Dê continuidade ao relato sobre os gateiros e o rio Mariacuã a partir da última frase apresentada.

▸ TRECHO FORNECIDO
★ ★ ★
Zé Gateiro, enquanto falava e gesticulava, apertava o cigarro de tabaco moído entre os beiços, e descansava a sua velha garrucha entre as pernas. “Nessa região havia mais onças e maracajás que formigas de fogo”, dizia.
Os gateiros, segundo ele, passavam anos a fio no interior da floresta. O abastecimento de alimentos e recolhimento das peles eram feitos por helicópteros. A comunicação entre os caçadores e seus financiadores se dava por meio de radiofonia.
Vez por outra eram levados às cidades para gastar, nos cabarés, o dinheiro ganho com a matança desses animais. A farra se estendia até que seus bolsos esvaziassem e novamente se endividassem com os comerciantes de peles.
Zé Gateiro dizia que só parou quando não existia mais onça nem maracajás nos lugares por onde ele e sua turma haviam caçado. A proibição da matança e comercialização da pele de animais silvestres veio depois, em 1967.
Para capturar onças e maracajás vivos, os gateiros os atraiam para arapucas de madeiras com outras caças: macacos, cutias, aves etc. “O macaco era morto e arrastado até a armadilha, onde era pendurado. O gato vinha atrás do piché (odor) dele e caía no cercado de madeira. Daí era só dar um tiro com palaqueta (bala) na testa dela, para não estragar e desvalorizar o couro”, explicava Zé Gato, com certo orgulho.
Nas caminhadas pela mata ainda encontrávamos essas armadilhas, às vezes, em bom estado de conservação, porque eram feitas de madeira forte, para aguentar a reação dos felinos. Junto às armadilhas estavam as ossadas das iscas – as preferencias eram mesmo as de macacos.
A viagem ao Mariacuã, por essas e outras lembranças, sempre me acompanharam, embora reconheça que elas podem ter se dispersado bastante, porém amadurecidas em criticidade.
Sua duração talvez tenha se alimentado da ideia de que aquela região jamais seria alcançada nem dominada pela depredação do extrativismo capitalista de terra arrasada. Pois foi.
Soube, por meio de um amigo da etnia Saterê-Maué, que a extração ilegal de madeireira e a plantação de maconha proliferam nas terras altas e nas margens do rio Mariacuã. “A máfia da madeira e os traficantes tomaram conta daquela região”, disse-me o amigo.
As madeireiras se instalam, ilegalmente, no meio da floresta e agem com tratores e serras poderosos. Os moradores tradicionais do Mariacuã e do Mamuru, através dos quais escoam a produção ilícita, são cooptados com trabalho em condições precárias e intimidadas a não denunciar os invasores às autoridades.
★ ★ ★
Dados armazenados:
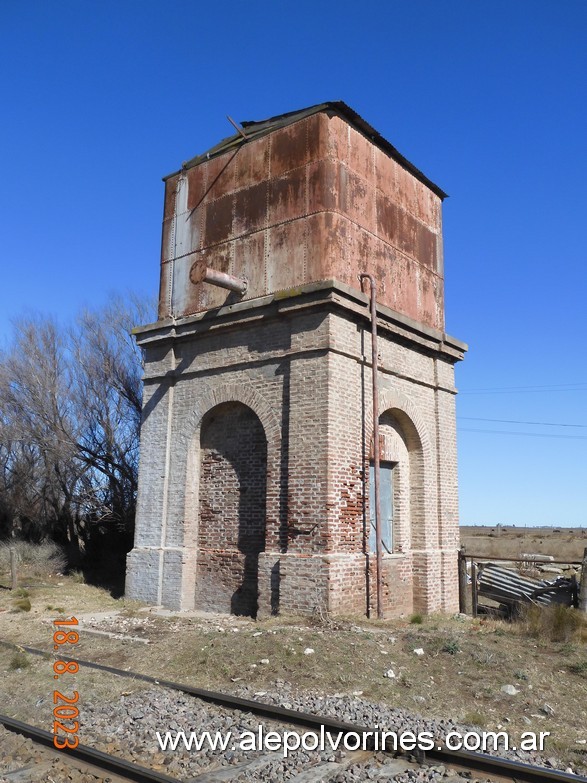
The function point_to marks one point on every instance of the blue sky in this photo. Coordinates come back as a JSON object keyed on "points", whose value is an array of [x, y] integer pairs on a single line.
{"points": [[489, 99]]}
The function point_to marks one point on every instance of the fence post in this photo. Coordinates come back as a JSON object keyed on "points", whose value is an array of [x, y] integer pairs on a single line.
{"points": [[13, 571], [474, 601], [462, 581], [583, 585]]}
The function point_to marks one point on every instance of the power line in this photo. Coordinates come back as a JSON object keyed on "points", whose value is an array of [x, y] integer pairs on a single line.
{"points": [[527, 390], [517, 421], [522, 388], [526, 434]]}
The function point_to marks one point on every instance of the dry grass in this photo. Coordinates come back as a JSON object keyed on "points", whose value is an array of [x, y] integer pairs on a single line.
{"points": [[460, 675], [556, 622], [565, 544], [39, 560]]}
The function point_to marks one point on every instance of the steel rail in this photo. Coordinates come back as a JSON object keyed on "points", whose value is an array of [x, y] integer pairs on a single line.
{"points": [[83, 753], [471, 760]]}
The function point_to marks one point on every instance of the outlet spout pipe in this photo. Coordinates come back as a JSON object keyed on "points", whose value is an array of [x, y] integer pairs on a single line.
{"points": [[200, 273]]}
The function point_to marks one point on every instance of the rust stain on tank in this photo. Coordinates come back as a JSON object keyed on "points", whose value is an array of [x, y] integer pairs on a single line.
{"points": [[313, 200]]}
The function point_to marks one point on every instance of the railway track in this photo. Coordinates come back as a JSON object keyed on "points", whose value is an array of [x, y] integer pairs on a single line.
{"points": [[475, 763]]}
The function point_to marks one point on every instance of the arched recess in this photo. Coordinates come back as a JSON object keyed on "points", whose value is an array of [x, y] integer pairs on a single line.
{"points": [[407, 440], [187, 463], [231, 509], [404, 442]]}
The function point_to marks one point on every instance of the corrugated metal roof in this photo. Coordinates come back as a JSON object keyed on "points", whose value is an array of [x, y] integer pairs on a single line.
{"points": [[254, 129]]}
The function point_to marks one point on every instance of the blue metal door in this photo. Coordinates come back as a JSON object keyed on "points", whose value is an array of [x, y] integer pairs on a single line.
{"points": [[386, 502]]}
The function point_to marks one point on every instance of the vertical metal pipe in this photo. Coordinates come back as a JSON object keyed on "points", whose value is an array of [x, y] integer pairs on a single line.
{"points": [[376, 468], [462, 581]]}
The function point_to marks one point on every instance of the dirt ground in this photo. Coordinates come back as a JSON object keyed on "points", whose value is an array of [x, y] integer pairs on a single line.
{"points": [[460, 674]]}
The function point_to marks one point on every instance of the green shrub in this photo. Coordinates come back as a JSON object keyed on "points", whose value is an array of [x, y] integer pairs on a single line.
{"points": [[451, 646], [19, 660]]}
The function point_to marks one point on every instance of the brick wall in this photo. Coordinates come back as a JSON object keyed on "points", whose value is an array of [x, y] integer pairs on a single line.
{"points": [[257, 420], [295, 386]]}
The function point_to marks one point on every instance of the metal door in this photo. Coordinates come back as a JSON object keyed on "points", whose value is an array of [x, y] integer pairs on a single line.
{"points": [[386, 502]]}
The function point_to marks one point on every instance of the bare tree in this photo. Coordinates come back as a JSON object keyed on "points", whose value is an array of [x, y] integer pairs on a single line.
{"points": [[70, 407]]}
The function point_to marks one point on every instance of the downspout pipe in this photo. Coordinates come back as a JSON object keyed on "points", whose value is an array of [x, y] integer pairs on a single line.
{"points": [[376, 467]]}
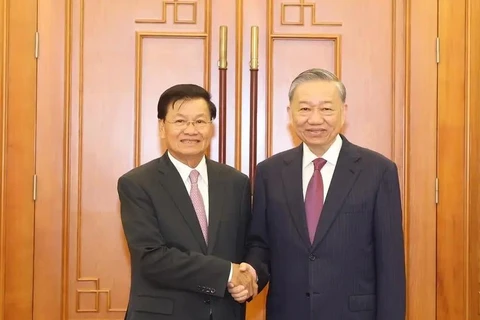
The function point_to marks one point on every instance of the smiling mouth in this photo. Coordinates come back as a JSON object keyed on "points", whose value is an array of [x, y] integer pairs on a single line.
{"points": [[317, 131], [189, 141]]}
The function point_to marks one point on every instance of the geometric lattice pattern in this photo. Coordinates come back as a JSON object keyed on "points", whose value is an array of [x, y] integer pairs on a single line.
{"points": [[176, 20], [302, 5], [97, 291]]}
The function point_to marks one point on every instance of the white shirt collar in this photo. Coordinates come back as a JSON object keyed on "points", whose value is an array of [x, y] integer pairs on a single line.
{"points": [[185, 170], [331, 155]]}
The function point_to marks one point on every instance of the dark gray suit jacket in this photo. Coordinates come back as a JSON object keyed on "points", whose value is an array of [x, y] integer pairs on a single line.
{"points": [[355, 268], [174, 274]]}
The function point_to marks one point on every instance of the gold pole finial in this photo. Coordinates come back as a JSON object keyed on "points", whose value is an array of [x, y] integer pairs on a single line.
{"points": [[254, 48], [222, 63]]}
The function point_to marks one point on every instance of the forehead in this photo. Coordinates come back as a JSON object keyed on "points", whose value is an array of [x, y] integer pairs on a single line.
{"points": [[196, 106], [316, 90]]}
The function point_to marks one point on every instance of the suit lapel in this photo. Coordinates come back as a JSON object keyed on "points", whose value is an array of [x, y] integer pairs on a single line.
★ ★ ★
▸ RESPOSTA ABAIXO
E o amigo Sateré-Mawé confirmou-me uma suspeita: “Os índios que vocês viram por lá eram nossos parentes. Aquilo tudo é terra dos nossos ancestrais”.
É assim mesmo que o capitalismo avança sobre novas matérias-primas e novos mercados. O primeiro passo é a liquidação da população nativa, pela matança e pelo terror, para afastar quaisquer empecilhos aos seus empreendimentos.
Vejamos: os Saterê-Maué, conforme os registros de religiosos, viajantes e estudiosos da Amazônia, viviam em extensa área entre os rios Tapajós e Madeira. O avanço das frentes colonizadoras os espremeu nos rios Andirá e Marau, onde hoje passam privações em razão da escassez de peixes e caças.
Os gateiros e os exploradores de pau-rosa eram apenas os ponta-de-lança do empreendimento da terra arrasada. O contrabando de madeira, a plantação de maconha e a garimpagem ilegal devem preceder os empreendimentos legalizados que virão, como as grandes mineradoras, as madeireiras certificadas, os laboratórios de medicamentos com selo verde e as multis do tipo” sustentáveis, para “salvar” florestas, rios, animais e os índios que restarem.
A matança e o confinamento dos índios, a destruição da floresta, dos rios e dos animais indicam que, nas rédeas do capitalismo, a tendência da Amazônia e das suas populações primordiais é virar cinzas.
“Por isso, defendo que as populações amazônicas, inclusive as que vivem nas cidades, refaçam suas alianças no modo de produzir, viver, conviver e compartilhar o planeta. As culturas da floresta ainda persistem para nos ensinar a arte do bem viver.